*DESCRIPTION OF THE TASK*. Down to the final character, output the records below as they stand.

*INPUT DATA*.

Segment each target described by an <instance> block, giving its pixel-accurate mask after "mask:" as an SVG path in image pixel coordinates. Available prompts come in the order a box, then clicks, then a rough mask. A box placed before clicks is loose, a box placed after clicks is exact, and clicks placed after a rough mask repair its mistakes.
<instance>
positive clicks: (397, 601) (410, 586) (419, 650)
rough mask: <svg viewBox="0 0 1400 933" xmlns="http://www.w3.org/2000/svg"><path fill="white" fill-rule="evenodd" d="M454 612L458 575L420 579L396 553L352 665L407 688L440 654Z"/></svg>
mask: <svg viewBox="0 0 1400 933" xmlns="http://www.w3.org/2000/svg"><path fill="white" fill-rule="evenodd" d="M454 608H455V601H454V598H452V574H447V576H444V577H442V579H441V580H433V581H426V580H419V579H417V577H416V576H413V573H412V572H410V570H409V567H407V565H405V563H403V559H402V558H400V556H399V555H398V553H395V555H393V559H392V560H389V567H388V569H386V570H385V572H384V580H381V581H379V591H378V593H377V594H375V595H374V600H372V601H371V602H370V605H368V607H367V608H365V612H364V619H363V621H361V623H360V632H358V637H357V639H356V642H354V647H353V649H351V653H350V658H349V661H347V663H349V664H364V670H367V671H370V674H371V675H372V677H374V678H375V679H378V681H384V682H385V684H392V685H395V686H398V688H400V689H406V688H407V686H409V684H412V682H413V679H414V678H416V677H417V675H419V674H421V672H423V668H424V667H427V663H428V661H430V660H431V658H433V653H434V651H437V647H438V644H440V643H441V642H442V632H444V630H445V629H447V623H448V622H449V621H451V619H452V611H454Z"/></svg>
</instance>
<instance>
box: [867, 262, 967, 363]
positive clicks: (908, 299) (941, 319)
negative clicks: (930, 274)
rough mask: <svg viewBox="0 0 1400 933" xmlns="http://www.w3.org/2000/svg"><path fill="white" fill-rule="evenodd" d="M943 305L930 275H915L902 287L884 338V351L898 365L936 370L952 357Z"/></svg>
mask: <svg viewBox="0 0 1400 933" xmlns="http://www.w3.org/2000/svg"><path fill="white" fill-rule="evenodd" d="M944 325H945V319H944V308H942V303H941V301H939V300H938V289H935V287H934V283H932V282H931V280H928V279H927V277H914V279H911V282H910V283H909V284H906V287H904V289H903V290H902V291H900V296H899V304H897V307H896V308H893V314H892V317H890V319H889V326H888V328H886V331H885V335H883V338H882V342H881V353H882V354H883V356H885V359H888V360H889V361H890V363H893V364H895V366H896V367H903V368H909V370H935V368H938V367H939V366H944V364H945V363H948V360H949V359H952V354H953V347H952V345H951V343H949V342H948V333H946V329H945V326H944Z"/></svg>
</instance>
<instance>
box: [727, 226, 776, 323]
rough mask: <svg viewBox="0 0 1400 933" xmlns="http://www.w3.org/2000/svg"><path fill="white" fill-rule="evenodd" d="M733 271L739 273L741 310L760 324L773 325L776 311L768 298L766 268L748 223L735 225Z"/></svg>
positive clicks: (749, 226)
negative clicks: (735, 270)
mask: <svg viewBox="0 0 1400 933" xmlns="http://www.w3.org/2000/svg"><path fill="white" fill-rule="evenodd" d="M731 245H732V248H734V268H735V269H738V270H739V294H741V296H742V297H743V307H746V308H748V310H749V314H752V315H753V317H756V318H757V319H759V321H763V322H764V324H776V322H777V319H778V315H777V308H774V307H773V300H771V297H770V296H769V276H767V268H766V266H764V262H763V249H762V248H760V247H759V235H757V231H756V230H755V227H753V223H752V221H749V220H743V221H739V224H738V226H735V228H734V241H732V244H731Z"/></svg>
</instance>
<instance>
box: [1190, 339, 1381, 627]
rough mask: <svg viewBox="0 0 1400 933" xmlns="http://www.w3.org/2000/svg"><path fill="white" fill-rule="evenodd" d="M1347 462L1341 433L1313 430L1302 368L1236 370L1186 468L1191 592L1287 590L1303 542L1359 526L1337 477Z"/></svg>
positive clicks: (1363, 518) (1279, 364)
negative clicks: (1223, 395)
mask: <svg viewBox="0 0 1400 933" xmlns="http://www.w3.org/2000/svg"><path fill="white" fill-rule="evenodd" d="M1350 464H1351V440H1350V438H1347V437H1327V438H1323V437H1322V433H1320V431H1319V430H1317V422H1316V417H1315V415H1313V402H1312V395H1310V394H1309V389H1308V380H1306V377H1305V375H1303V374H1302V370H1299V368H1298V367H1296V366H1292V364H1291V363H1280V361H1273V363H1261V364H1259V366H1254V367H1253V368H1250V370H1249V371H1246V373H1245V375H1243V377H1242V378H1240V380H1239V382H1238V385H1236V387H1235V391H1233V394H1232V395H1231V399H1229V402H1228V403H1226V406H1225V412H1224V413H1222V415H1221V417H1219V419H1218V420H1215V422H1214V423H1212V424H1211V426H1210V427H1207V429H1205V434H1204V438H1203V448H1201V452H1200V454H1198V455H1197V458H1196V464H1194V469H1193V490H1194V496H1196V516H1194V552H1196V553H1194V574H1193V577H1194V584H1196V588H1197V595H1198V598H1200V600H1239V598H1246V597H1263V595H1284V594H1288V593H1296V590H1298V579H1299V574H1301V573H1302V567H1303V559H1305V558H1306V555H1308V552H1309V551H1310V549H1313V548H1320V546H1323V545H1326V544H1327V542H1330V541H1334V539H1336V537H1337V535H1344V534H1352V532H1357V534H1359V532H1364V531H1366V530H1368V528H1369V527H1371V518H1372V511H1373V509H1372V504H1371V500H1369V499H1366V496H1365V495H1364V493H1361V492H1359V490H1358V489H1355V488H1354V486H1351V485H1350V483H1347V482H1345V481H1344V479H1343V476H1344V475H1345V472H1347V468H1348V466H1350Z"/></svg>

*TASK OUTPUT*.
Segment each target described by an <instance> block, giving its pixel-accurate mask after "mask:" as an SVG path in image pixel coordinates. Available prompts come in the order a box, then clicks, then a rough mask. A box placed before clicks is loose, a box placed after clicks is exact, and clicks placed after a rough mask repair its mistakes.
<instance>
positive clicks: (397, 601) (410, 586) (419, 650)
rough mask: <svg viewBox="0 0 1400 933" xmlns="http://www.w3.org/2000/svg"><path fill="white" fill-rule="evenodd" d="M454 612L458 575L420 579L396 553L352 665L407 688L440 654Z"/></svg>
mask: <svg viewBox="0 0 1400 933" xmlns="http://www.w3.org/2000/svg"><path fill="white" fill-rule="evenodd" d="M454 608H455V601H454V598H452V574H447V576H444V577H442V579H441V580H433V581H426V580H419V579H417V577H416V576H413V573H412V572H410V570H409V567H407V565H405V563H403V559H402V558H400V556H399V555H398V553H395V555H393V559H392V560H389V567H388V569H386V570H385V572H384V580H381V581H379V591H378V593H377V594H375V595H374V600H372V601H371V602H370V605H368V607H367V608H365V612H364V619H363V621H361V623H360V632H358V637H357V639H356V642H354V647H353V649H351V653H350V658H349V661H347V663H349V664H364V670H367V671H370V674H371V675H372V677H374V678H375V679H378V681H384V682H385V684H392V685H395V686H398V688H400V689H406V688H407V686H409V684H412V682H413V679H414V678H416V677H417V675H419V674H421V672H423V668H424V667H427V663H428V661H430V660H431V658H433V653H434V651H437V647H438V644H440V643H441V642H442V632H444V630H445V629H447V623H448V622H449V621H451V619H452V611H454Z"/></svg>
</instance>
<instance>
box: [867, 262, 967, 363]
positive clicks: (908, 299) (941, 319)
negative clicks: (930, 274)
rough mask: <svg viewBox="0 0 1400 933" xmlns="http://www.w3.org/2000/svg"><path fill="white" fill-rule="evenodd" d="M943 305L930 275H915L902 287L884 338V351L898 365L936 370L952 357Z"/></svg>
mask: <svg viewBox="0 0 1400 933" xmlns="http://www.w3.org/2000/svg"><path fill="white" fill-rule="evenodd" d="M944 325H945V319H944V308H942V303H941V301H939V300H938V289H935V287H934V283H932V282H931V280H928V279H927V277H914V279H911V282H910V283H909V284H906V287H904V289H903V290H902V291H900V296H899V304H897V307H896V308H893V314H892V317H890V319H889V326H888V328H886V331H885V335H883V338H882V342H881V353H882V354H883V356H885V359H888V360H889V361H890V363H893V364H895V366H896V367H903V368H909V370H935V368H938V367H939V366H944V364H945V363H948V360H949V359H952V354H953V347H952V345H951V343H949V342H948V333H946V329H945V326H944Z"/></svg>
</instance>
<instance>
box: [727, 226, 776, 323]
rough mask: <svg viewBox="0 0 1400 933" xmlns="http://www.w3.org/2000/svg"><path fill="white" fill-rule="evenodd" d="M733 271L739 273L741 310L760 324L773 325L776 311L768 298L766 268L748 223L735 225Z"/></svg>
positive clicks: (749, 226)
negative clicks: (735, 270)
mask: <svg viewBox="0 0 1400 933" xmlns="http://www.w3.org/2000/svg"><path fill="white" fill-rule="evenodd" d="M731 245H732V248H734V268H735V269H738V270H739V294H741V296H742V297H743V307H746V308H748V310H749V314H752V315H753V317H756V318H757V319H759V321H763V322H764V324H776V322H777V319H778V315H777V308H774V307H773V300H771V297H770V296H769V276H767V268H766V266H764V262H763V249H762V248H760V247H759V235H757V231H756V230H755V227H753V223H752V221H749V220H743V221H739V224H738V226H735V228H734V241H732V244H731Z"/></svg>
</instance>
<instance>
box: [1190, 339, 1381, 627]
rough mask: <svg viewBox="0 0 1400 933" xmlns="http://www.w3.org/2000/svg"><path fill="white" fill-rule="evenodd" d="M1347 462L1341 433L1313 430L1302 368L1236 370L1186 468L1191 592L1287 590L1303 542L1359 526L1337 477Z"/></svg>
positive clicks: (1363, 518) (1279, 364)
negative clicks: (1223, 395)
mask: <svg viewBox="0 0 1400 933" xmlns="http://www.w3.org/2000/svg"><path fill="white" fill-rule="evenodd" d="M1350 464H1351V440H1350V438H1347V437H1327V438H1323V437H1322V433H1320V431H1319V430H1317V422H1316V417H1315V415H1313V402H1312V395H1310V394H1309V389H1308V380H1306V377H1305V375H1303V374H1302V370H1299V368H1298V367H1296V366H1292V364H1291V363H1280V361H1273V363H1261V364H1259V366H1254V367H1253V368H1250V370H1249V371H1246V373H1245V375H1243V377H1242V378H1240V380H1239V382H1238V385H1236V387H1235V391H1233V394H1232V395H1231V399H1229V402H1228V403H1226V406H1225V412H1224V413H1222V415H1221V417H1219V419H1218V420H1215V422H1214V423H1212V424H1211V426H1210V427H1207V429H1205V434H1204V438H1203V448H1201V452H1200V454H1198V455H1197V458H1196V464H1194V469H1193V490H1194V496H1196V516H1194V552H1196V553H1194V574H1193V577H1194V584H1196V588H1197V595H1198V598H1200V600H1239V598H1246V597H1263V595H1284V594H1288V593H1296V590H1298V579H1299V574H1301V573H1302V567H1303V559H1305V558H1306V555H1308V552H1309V551H1310V549H1313V548H1320V546H1323V545H1326V544H1327V542H1330V541H1334V539H1336V537H1337V535H1344V534H1352V532H1357V534H1359V532H1364V531H1366V530H1368V528H1369V527H1371V518H1372V511H1373V509H1372V504H1371V500H1369V499H1366V496H1365V495H1364V493H1361V492H1359V490H1358V489H1355V488H1354V486H1351V485H1350V483H1347V482H1345V481H1344V479H1343V476H1344V475H1345V472H1347V468H1348V466H1350Z"/></svg>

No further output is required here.